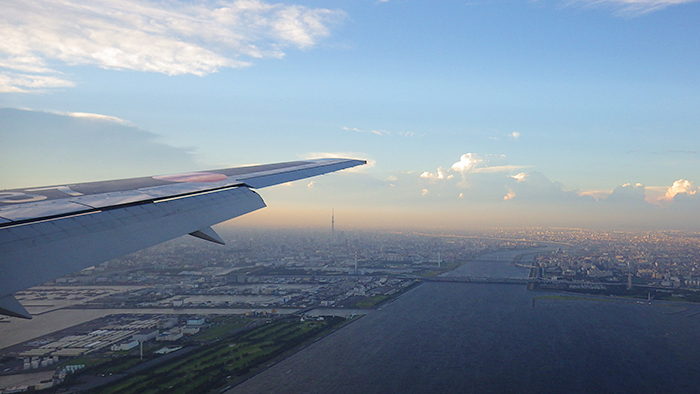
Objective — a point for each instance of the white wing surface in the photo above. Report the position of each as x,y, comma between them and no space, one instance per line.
49,232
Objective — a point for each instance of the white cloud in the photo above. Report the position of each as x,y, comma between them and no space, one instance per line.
168,37
105,118
633,7
406,134
520,177
510,195
681,186
466,162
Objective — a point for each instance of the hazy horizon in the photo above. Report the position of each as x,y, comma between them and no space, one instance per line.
520,114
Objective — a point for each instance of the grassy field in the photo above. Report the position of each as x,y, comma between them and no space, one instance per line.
224,362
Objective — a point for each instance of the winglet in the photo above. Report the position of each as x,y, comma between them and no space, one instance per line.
9,306
208,234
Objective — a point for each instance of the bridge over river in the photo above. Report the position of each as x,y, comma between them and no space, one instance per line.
480,279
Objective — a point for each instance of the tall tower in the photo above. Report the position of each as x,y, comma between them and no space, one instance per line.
355,261
332,225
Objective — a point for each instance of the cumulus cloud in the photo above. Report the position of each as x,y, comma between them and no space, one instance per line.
681,186
169,37
633,7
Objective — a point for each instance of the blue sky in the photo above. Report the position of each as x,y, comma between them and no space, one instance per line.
487,108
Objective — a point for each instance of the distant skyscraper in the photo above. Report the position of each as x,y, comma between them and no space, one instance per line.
333,225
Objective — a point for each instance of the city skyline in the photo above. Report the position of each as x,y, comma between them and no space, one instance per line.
571,114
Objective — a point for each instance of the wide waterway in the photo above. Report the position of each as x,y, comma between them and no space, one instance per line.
492,338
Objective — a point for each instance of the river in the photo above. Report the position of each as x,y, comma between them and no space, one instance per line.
489,338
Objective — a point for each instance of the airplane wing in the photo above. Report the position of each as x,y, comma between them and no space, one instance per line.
49,232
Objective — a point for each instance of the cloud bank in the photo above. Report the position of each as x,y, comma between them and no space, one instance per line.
169,37
41,148
633,7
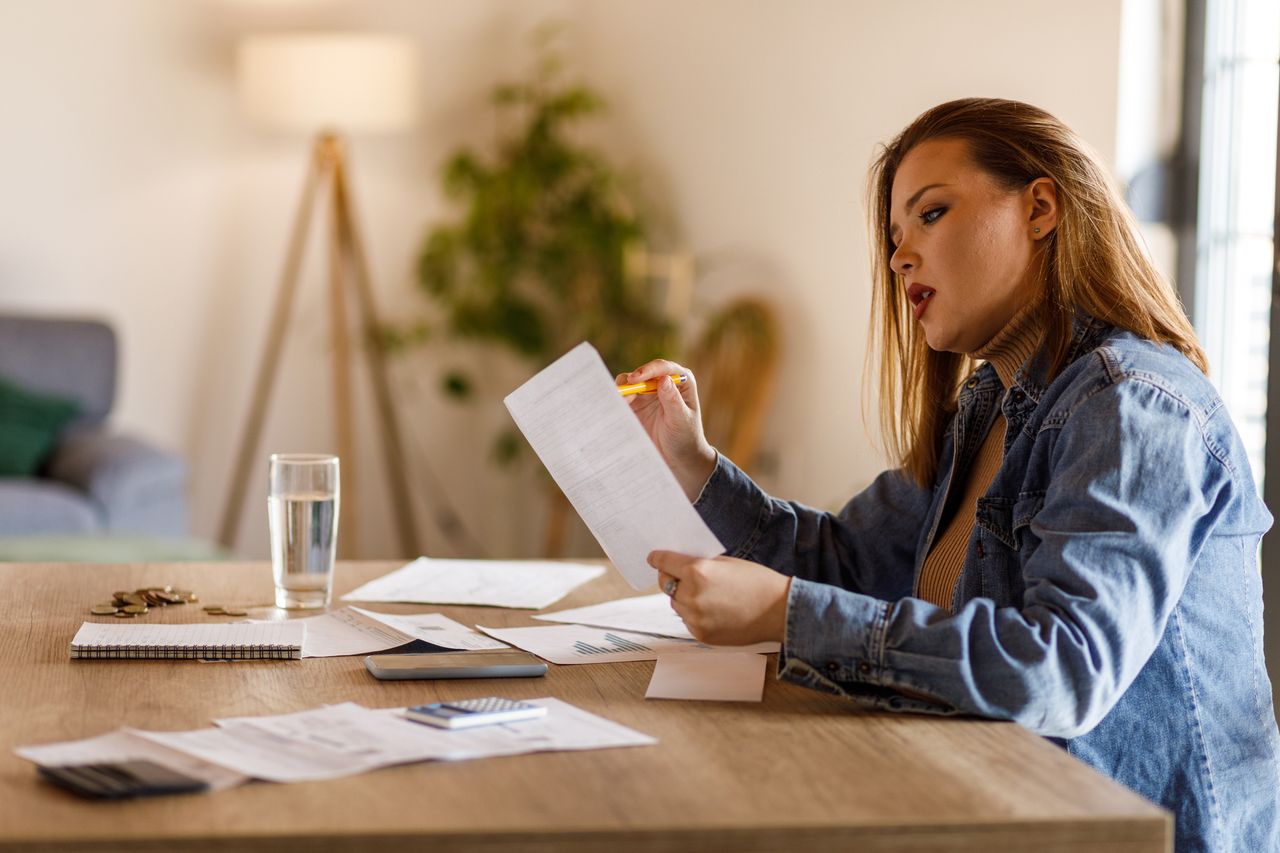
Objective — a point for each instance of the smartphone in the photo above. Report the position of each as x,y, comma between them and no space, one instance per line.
460,665
466,714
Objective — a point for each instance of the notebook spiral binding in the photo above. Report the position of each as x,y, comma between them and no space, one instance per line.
233,652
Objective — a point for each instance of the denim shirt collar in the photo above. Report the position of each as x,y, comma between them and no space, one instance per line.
981,397
1032,379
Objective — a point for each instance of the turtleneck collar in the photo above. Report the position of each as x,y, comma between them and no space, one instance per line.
1014,343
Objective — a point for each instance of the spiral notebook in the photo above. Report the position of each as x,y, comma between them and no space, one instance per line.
236,641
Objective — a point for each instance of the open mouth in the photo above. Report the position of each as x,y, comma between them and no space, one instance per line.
919,296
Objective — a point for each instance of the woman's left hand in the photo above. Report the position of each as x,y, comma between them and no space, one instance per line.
725,601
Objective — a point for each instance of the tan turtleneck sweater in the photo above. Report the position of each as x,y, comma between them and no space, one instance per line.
1006,354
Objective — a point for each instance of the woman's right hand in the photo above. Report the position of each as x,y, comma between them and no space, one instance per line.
673,422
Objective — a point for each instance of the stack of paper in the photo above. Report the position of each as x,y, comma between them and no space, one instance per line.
337,740
485,583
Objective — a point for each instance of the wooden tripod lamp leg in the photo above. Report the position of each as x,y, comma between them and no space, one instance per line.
348,538
391,434
266,370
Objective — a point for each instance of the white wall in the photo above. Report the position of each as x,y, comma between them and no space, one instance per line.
135,191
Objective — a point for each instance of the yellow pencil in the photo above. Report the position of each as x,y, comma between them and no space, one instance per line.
652,386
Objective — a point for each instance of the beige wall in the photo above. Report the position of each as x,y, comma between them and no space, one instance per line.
135,191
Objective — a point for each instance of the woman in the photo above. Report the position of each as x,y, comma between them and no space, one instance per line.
1070,537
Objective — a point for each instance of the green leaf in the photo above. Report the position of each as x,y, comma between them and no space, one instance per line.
457,386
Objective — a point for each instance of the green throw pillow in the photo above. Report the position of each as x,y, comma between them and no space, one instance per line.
30,424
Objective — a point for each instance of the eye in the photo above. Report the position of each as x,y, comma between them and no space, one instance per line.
932,215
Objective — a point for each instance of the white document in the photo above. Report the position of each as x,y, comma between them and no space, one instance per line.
127,744
584,644
352,630
344,739
485,583
720,678
643,614
607,466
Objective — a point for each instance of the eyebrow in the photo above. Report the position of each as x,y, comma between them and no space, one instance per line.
910,203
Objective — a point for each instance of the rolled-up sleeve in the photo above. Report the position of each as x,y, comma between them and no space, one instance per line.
869,546
1104,561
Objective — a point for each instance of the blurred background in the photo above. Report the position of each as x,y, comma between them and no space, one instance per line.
152,177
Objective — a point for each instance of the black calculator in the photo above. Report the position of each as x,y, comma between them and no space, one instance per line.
465,714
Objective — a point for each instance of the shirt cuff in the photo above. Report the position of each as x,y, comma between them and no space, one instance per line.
734,507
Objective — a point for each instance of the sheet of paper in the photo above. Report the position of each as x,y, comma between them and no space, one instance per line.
598,454
487,583
643,614
731,676
565,728
127,744
585,644
352,630
437,629
344,739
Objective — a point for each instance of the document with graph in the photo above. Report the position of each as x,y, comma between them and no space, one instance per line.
584,644
607,466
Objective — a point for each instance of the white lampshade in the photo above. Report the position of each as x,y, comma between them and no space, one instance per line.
352,82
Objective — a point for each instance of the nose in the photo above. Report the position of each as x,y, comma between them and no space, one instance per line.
903,260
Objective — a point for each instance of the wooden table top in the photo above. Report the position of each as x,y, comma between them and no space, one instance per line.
798,771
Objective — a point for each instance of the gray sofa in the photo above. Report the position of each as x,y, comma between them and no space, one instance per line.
95,480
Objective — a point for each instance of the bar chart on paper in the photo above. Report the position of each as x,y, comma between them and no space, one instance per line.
616,644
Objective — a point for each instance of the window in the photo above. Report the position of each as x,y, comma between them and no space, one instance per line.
1234,243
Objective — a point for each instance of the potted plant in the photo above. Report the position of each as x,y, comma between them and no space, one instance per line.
536,259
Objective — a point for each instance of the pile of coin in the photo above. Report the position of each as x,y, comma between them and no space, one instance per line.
129,605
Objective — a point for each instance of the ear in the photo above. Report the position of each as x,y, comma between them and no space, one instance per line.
1041,201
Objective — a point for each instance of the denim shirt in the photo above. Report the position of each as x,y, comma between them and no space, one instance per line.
1110,597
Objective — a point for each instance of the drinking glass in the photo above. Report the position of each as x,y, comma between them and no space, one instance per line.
302,510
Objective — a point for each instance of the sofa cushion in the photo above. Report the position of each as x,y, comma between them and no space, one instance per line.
30,424
42,506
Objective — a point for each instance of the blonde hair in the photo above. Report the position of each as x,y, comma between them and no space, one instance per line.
1093,261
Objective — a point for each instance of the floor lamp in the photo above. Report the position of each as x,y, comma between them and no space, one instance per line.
357,82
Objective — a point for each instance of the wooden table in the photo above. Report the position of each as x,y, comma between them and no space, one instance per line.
800,771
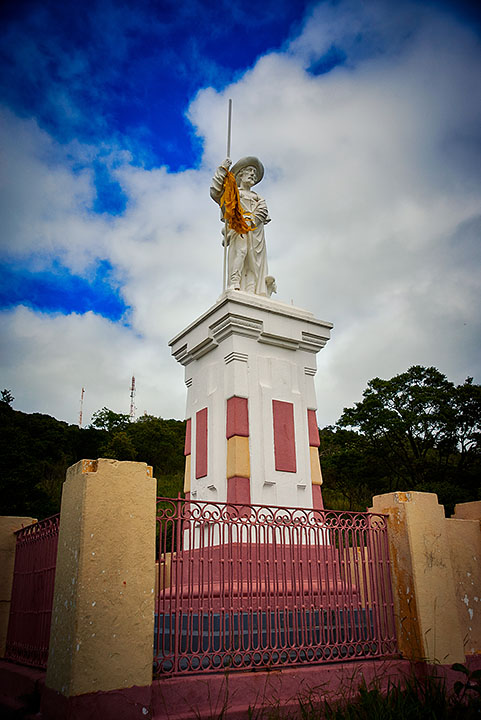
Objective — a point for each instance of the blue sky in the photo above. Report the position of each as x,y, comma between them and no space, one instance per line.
112,118
122,74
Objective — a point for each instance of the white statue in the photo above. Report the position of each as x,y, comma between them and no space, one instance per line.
247,263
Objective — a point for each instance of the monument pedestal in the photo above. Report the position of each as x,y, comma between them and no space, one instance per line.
252,432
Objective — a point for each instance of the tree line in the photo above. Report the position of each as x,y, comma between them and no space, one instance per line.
415,431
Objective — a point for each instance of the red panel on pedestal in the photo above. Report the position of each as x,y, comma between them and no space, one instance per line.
313,429
237,417
317,502
188,430
201,443
284,436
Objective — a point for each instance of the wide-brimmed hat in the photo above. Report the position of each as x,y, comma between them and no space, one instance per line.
249,161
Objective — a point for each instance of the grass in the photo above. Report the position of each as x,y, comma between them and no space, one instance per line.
414,698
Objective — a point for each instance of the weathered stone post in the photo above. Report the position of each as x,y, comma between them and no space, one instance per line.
8,526
103,613
423,579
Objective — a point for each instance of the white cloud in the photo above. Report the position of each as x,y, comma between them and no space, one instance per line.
373,183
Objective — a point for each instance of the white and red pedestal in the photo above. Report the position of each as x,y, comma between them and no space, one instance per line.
252,432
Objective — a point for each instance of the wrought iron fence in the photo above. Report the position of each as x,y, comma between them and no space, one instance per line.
32,593
253,586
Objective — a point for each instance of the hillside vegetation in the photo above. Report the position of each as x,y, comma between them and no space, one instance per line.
416,431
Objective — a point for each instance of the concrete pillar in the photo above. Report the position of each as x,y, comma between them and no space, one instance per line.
423,579
8,526
103,613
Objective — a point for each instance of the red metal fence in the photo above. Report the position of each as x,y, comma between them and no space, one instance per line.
253,586
32,593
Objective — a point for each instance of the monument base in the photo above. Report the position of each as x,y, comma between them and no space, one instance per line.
252,434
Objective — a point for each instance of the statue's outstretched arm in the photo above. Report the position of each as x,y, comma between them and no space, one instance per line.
218,180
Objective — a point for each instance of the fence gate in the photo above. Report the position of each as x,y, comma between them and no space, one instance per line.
28,632
241,587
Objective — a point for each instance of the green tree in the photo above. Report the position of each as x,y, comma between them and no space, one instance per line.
119,447
422,432
7,397
109,420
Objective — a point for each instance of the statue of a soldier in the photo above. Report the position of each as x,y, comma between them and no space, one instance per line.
245,214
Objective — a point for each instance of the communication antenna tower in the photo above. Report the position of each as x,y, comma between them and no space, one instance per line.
80,417
132,399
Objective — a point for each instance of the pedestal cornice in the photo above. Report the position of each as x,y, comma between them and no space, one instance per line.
268,321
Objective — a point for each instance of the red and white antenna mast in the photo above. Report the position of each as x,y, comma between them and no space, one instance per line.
132,399
80,417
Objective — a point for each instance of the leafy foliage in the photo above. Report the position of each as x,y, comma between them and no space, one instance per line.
416,431
36,450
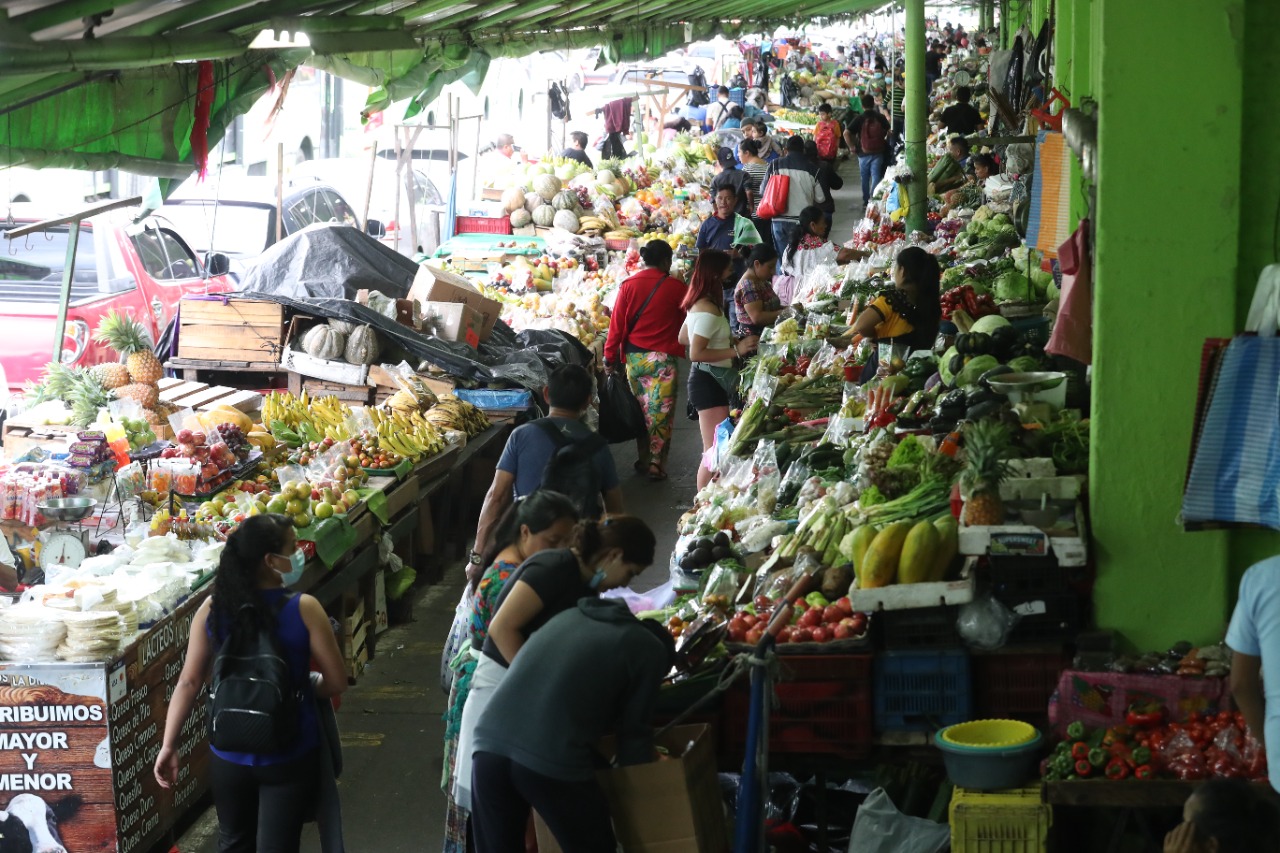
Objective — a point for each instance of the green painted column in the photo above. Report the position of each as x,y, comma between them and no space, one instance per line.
917,106
1166,258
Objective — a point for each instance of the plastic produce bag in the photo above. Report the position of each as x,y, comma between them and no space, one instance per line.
880,828
984,623
621,416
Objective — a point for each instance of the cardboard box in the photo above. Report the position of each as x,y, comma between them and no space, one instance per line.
664,806
452,322
433,284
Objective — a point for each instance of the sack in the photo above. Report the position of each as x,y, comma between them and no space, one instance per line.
873,135
827,140
254,703
571,468
773,197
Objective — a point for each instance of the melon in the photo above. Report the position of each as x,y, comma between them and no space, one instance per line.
362,346
544,215
513,199
324,342
547,186
566,219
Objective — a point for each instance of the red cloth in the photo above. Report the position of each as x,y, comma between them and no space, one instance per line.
658,329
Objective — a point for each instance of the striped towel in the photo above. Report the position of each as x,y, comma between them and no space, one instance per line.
1048,222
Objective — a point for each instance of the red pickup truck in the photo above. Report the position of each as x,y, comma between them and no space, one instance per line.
137,269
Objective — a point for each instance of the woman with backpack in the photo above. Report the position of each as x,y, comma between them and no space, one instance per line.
540,521
265,784
643,342
603,555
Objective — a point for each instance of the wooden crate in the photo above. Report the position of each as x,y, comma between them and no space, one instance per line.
231,329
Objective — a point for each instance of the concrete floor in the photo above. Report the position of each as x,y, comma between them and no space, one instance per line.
391,721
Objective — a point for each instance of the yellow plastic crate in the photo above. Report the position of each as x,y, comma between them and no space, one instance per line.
1000,821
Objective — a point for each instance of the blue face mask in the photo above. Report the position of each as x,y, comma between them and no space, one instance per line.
297,562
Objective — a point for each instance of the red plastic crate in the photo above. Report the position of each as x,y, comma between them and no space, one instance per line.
1016,685
481,226
824,710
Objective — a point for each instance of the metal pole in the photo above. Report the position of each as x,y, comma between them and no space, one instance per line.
68,276
917,108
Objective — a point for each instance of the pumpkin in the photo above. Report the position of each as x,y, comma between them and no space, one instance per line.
362,346
566,219
324,342
544,215
547,186
512,199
===
The request: Extract the closing run of lines, starting with the one containing "Objective — a point for each instance of the yellow plastic" and ending at the last, exactly as written.

The reply:
Objective — a point for each instance of the yellow plastic crate in the photo above. Report the position of each as x,y, comma between them and no space, one instance per line.
1000,821
Objective — a point for each instance of the blue face mask in the photo above. Report the position of each as x,y, comma between them and no space, one instance per line.
297,562
Objective — a point for each instance of the red plastic crate in the photo above. Report the position of each as x,y, comma between them and no space, one instance per line.
1016,685
481,226
824,710
Objective — a point for each instance of the metal pole in the photo above. Report the position of each as x,y, comma between them and no space, one instance per line.
68,276
917,108
Objective — a point for each instance of the pumpkin in the photo above. Report the position of each as x,y, comma between them and no space, one instance per line.
362,346
566,219
324,342
544,215
547,186
512,199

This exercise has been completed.